### 本文
先週、ハリウッド版ゴジラを観てきた。最先端の映画技術によって復活したゴジラはとにかく迫力があった。次は是非アリさん引っ越しセンターの赤井英和氏をハリウッド版で観たい。核が生んだモンスター対まじめにやってきたモンスター。ゴジラVSアカイに期待する。

それでは今週もモンスター級の書き出し小説を紹介します。

書き出し自由部門

父のジョークに風鈴だけが小さく笑った。
大伴
溶けた氷もカランと笑った。
カナブンが一直線に飛んできた。私のファーストキスだった。
日向
見つけ合う余裕はなかった。
梅雨時期は湿気で尺八のチューニングが狂うと、虚無僧が嘆いている。
おかめちゃん
木魚の音も鈍い。
扇風機の首にあわせて移動しながら上司の説教を聞いている。
大伴
上司が扇風機ならいいのに。
球場に響いたその校歌の出だしはボイスパーカッションだった。
哲ロマ
球児の肩がリズムを刻む。
あんたんとこ、火事やで。全てを知ったうえで、イルカショーにて手を挙げる。
義ん母
その顔の凛々しいこと!
アイツはアイザック。アシモフと笑う。
こめどころ
あしもふ、もふもふ。
ピンと立った猫のシッポが、私の股間を力強くなぞった。
g-udon
後ろから前から。
彼女は予言者というより、むしろ有言実行の人だった。
Mch
予言書はTo Doリスト。
地球と彗星が衝突する前日、弟は泣きながら夜空にむかって吹き矢を飛ばし続けた。
にゃーころ
そうして出来たのがクレーターで……。
私が昨日食べてしまったアイスをめぐって、妻と娘が口論している。脱衣所から出られない。
おかめちゃん
はずれ棒を握りしめて。
キンキンに冷えたサイダーの泡の向こうには金閣寺が見えた。
電荷じゃがいも
コレ、80年代タッチのイラストで見たい。
真夜中、路地に這って苔を舐めた。何の音もしないのである。
ボーフラ
「である。」じゃないよw
最近同棲を始めた友人ののろけ話を聞いた帰り道、スクーターに二人乗りしたカップルが、自販機の前に止まってどのジュースを買うか相談していた。僕は黙って自転車のギアを一つ上げた。
ふじーよしたか
後ろにエア彼女を乗せたつもりで。
観覧車のせいで、尾行対象を見失った。
紀野珍
下で待ってりゃよかった!
平泳ぎで逃げる女を、習いたてのクロールで追った。
TOKUNAGA
派手なのは水飛沫だけ。
部長の雑談につきあうことを「赤べこ」と言い、それに伴って発生した残業代を「べこ代」と言う。
AD794
社内スラング。使ってみたい。

### 記録データ
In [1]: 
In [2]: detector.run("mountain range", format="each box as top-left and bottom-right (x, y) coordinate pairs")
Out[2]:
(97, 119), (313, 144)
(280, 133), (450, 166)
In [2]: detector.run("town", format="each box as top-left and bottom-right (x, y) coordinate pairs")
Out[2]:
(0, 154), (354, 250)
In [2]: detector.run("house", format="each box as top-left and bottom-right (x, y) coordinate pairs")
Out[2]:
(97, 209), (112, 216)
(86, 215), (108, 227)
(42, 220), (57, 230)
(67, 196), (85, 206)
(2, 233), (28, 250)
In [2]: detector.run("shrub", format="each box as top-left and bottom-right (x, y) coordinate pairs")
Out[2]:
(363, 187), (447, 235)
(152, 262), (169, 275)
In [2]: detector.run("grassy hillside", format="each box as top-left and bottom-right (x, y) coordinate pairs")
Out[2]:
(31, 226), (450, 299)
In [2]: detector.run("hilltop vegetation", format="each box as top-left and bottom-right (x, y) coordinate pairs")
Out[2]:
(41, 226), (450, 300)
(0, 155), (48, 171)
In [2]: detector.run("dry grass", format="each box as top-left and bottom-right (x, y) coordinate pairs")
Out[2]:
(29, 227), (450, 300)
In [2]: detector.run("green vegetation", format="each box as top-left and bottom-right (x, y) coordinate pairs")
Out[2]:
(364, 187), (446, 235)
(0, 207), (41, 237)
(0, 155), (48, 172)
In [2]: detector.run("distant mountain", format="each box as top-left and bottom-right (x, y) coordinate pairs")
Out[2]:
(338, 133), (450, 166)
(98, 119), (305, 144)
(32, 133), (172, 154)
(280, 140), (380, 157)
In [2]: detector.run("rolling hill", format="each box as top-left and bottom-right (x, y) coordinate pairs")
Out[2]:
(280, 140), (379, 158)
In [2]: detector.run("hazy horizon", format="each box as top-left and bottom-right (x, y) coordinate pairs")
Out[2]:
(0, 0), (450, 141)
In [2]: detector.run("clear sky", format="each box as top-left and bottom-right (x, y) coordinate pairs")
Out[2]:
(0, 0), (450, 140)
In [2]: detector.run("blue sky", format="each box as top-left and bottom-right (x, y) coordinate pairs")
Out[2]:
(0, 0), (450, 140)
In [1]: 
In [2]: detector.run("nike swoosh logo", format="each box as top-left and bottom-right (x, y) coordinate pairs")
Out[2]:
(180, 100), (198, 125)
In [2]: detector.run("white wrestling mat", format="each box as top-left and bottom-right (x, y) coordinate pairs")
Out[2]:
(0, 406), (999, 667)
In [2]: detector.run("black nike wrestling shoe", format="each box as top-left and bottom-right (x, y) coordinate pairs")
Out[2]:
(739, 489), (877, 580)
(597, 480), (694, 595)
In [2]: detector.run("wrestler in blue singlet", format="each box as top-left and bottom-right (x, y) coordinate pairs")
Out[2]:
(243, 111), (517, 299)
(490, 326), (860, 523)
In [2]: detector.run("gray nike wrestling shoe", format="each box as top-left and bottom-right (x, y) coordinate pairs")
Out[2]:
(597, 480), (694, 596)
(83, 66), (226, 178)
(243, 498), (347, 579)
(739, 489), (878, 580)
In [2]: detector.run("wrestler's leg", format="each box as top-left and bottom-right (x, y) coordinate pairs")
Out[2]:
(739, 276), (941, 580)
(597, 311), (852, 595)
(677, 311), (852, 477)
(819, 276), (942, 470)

### 問題文 A
本文で作品が紹介されている部門の名前は何か。
### 問題文 B
本文のうち、「カナブンが一直線に飛んできた。私のファーストキスだった。」から「球場に響いたその校歌の出だしはボイスパーカッションだった。」までを、両端も含めてそのまま書き写してください。

### 出力 A
書き出し自由部門

### 出力 B
カナブンが一直線に飛んできた。私のファーストキスだった。
日向
見つけ合う余裕はなかった。
梅雨時期は湿気で尺八のチューニングが狂うと、虚無僧が嘆いている。
おかめちゃん
木魚の音も鈍い。
扇風機の首にあわせて移動しながら上司の説教を聞いている。
大伴
上司が扇風機ならいいのに。
球場に響いたその校歌の出だしはボイスパーカッションだった。